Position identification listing
-- -- --
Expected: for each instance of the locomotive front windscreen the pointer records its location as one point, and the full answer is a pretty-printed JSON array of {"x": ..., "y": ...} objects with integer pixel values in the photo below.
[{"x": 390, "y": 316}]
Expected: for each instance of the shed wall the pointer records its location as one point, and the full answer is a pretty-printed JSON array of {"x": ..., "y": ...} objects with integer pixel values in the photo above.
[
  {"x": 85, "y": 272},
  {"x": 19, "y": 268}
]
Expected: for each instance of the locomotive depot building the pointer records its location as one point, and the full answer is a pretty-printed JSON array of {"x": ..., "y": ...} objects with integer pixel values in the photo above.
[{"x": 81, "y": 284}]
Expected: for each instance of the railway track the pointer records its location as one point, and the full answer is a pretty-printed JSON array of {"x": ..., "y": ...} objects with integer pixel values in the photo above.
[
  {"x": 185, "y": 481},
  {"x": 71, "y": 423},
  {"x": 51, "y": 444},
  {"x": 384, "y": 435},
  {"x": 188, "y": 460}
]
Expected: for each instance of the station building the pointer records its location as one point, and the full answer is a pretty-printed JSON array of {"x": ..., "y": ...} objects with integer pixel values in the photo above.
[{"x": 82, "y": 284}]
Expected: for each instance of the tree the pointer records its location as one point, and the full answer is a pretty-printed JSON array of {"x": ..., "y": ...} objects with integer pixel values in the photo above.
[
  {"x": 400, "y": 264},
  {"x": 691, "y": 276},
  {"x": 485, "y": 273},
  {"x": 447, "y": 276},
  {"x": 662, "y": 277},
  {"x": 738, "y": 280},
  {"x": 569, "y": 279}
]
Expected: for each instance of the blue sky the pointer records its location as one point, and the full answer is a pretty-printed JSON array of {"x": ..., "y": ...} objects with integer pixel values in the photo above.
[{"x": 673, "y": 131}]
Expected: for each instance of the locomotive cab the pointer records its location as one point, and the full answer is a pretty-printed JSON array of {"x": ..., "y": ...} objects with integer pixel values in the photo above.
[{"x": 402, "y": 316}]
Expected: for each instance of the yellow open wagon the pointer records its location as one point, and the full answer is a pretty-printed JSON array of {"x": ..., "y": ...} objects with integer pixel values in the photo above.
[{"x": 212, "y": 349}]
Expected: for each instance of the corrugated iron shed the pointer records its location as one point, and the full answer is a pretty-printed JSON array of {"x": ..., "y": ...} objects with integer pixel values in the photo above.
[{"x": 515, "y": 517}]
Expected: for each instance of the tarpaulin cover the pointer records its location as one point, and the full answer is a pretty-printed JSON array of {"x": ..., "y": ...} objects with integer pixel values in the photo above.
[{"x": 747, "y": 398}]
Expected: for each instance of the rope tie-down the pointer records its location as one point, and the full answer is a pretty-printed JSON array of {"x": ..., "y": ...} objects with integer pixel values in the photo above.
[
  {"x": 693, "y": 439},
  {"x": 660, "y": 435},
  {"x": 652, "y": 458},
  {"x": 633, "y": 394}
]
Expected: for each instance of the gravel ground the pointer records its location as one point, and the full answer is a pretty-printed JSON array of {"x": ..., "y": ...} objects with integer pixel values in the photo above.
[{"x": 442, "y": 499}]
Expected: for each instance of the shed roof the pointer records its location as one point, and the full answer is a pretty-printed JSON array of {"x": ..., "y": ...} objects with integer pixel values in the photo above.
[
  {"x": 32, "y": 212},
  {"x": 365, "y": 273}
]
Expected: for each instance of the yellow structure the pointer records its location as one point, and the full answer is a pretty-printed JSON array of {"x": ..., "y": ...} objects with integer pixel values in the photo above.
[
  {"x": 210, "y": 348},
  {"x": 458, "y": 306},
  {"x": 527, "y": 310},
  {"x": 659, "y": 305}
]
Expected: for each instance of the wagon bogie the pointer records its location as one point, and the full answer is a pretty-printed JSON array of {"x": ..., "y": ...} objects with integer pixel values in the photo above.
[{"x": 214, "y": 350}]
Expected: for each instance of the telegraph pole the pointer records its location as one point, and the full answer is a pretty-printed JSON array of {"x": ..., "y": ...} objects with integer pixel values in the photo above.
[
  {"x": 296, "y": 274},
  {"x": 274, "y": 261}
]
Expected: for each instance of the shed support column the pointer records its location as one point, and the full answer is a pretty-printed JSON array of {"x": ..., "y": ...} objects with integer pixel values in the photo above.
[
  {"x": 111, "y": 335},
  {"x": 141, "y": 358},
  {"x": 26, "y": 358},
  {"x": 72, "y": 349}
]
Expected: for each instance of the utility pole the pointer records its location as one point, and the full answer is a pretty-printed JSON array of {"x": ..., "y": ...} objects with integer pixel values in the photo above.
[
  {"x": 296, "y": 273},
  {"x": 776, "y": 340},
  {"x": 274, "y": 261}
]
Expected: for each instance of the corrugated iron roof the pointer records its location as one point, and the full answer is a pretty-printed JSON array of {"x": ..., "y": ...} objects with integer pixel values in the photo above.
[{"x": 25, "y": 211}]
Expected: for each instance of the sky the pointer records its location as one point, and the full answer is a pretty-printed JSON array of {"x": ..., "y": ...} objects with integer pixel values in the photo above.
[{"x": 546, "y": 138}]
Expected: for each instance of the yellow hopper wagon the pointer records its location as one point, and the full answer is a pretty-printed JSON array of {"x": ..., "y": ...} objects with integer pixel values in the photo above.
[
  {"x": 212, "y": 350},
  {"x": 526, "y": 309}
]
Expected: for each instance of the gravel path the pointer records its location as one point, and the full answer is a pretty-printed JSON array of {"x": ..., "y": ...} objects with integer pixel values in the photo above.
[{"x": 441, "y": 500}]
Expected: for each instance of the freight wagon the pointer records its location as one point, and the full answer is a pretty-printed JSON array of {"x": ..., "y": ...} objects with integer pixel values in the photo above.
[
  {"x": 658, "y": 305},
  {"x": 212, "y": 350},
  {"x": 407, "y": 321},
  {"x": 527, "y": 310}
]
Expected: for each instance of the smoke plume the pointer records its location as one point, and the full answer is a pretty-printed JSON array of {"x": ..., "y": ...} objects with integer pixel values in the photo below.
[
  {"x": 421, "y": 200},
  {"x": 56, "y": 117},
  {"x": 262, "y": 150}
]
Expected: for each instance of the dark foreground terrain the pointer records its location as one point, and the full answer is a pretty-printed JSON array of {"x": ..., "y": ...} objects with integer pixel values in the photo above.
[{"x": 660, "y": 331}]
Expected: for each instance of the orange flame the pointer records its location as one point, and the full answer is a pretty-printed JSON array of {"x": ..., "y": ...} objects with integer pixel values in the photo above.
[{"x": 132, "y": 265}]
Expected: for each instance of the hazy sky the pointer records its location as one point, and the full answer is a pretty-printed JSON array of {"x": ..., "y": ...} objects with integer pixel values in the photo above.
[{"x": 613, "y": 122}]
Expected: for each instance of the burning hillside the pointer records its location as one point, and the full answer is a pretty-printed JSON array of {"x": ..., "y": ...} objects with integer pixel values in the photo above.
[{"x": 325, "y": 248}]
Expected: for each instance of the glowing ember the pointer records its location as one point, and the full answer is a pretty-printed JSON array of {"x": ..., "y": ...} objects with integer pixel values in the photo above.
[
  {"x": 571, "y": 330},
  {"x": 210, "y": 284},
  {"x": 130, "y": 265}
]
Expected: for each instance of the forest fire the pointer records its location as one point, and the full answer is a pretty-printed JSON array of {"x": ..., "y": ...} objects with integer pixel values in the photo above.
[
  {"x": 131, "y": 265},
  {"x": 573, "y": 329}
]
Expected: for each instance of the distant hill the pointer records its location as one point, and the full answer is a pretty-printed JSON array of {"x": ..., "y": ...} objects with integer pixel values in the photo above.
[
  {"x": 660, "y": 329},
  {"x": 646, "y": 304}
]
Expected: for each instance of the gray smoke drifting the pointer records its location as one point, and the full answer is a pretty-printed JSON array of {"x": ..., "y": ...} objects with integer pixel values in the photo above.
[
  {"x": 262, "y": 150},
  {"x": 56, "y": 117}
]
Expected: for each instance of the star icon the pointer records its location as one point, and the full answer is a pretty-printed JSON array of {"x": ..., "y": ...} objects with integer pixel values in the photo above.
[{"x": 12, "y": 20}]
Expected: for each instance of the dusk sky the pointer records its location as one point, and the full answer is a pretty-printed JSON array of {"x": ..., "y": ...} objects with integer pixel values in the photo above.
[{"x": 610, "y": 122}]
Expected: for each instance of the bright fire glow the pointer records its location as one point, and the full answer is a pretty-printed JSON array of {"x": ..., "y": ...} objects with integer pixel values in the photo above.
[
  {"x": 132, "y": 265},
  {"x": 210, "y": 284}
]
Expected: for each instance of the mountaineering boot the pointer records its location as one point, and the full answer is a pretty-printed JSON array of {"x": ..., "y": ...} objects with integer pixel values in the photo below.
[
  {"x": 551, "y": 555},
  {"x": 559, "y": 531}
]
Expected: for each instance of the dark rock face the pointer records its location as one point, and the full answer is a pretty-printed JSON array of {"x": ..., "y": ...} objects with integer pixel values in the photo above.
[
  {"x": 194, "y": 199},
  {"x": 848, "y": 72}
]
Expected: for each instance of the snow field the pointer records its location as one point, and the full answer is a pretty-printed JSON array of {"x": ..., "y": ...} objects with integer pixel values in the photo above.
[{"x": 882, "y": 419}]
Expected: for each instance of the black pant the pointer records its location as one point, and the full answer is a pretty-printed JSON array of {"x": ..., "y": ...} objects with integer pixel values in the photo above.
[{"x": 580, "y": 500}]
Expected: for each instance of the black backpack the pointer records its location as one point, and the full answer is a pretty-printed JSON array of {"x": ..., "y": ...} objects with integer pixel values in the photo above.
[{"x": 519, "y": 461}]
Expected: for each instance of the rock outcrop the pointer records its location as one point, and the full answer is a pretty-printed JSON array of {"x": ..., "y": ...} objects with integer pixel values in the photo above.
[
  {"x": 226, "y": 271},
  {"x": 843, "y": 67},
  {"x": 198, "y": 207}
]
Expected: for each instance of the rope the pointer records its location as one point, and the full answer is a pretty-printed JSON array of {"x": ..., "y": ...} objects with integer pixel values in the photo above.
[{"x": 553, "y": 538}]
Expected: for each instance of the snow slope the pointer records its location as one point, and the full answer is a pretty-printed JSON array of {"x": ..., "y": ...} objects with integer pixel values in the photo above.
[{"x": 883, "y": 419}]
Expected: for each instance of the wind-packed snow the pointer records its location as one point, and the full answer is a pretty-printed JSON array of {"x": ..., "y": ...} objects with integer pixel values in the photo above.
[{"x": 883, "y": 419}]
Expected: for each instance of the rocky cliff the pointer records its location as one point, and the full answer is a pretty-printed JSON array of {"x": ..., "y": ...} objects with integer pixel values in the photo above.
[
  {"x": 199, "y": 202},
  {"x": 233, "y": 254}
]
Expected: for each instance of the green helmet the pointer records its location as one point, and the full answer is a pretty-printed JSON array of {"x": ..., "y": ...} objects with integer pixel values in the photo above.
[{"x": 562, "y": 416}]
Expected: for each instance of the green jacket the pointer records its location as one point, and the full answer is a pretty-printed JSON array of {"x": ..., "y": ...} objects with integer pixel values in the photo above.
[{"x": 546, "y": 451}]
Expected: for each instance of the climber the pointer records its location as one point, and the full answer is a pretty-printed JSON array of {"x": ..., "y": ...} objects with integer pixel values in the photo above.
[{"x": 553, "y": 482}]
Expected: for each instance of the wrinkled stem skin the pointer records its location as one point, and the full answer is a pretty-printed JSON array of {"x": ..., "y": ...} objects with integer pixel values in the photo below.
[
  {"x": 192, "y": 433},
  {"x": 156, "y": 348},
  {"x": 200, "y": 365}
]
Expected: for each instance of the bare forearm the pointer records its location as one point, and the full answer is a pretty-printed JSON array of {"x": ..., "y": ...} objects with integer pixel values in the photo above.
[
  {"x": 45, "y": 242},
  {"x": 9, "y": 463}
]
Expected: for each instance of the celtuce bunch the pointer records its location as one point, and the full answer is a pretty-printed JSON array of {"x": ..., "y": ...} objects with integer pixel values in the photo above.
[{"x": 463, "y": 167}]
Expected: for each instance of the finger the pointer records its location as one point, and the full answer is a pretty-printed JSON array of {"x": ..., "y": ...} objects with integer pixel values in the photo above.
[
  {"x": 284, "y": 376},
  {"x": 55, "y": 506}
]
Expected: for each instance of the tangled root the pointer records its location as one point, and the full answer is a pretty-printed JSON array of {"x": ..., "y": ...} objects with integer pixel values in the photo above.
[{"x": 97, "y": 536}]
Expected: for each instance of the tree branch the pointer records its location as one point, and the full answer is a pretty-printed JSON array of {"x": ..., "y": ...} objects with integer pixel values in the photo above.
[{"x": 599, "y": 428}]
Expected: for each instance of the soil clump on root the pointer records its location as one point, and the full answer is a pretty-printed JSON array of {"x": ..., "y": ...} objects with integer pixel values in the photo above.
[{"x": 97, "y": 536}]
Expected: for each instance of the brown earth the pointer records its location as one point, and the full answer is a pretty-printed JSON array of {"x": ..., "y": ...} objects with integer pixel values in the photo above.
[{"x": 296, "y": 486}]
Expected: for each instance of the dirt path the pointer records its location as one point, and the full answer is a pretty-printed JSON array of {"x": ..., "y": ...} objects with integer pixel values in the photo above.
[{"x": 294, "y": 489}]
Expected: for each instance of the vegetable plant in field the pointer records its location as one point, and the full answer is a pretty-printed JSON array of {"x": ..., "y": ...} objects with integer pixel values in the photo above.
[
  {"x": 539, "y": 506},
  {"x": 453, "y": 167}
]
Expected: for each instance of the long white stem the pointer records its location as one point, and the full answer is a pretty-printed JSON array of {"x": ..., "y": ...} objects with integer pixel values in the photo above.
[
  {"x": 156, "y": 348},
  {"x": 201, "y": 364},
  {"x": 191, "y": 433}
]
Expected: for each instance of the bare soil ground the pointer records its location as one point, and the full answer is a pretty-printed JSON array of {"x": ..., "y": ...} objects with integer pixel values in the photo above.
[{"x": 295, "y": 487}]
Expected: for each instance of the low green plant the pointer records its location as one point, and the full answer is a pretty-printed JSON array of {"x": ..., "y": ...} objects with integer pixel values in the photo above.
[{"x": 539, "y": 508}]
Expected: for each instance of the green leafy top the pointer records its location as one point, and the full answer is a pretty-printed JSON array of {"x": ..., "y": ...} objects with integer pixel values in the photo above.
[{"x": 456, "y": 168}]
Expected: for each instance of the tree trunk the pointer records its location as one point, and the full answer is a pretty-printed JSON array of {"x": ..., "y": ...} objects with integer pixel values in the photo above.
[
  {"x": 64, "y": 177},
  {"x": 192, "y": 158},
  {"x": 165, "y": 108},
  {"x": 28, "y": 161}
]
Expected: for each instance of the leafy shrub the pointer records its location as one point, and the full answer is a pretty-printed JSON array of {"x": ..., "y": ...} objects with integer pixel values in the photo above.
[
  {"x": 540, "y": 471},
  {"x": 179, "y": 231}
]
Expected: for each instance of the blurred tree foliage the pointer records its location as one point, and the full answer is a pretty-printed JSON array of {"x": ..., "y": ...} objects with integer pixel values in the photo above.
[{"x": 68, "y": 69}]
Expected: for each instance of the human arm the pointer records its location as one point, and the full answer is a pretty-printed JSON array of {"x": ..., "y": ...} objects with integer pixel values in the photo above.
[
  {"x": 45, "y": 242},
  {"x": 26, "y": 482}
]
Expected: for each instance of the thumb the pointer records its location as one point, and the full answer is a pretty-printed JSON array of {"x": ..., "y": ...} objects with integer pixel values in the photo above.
-- -- --
Exercise requirements - Render the lines of the listing from the line holding "Expected: for each instance of the human" through the end of the listing, inclusive, as a Markdown table with the columns "Row" and "Line". Leave out blank lines.

Response below -
| Row | Line |
|---|---|
| 1 | Expected: for each instance of the human arm the pointer records its location as one point, and the full answer is a pretty-printed JSON array of {"x": ..., "y": ...} objects with integer pixel values in the photo above. |
| 2 | [ |
| 3 |   {"x": 45, "y": 242}, |
| 4 |   {"x": 26, "y": 482} |
| 5 | ] |
| 6 | Expected: for each instance of the thumb the pointer records its location as one point, and the full answer is a pretty-printed JSON array of {"x": ..., "y": ...} objects with integer pixel values in the photo above. |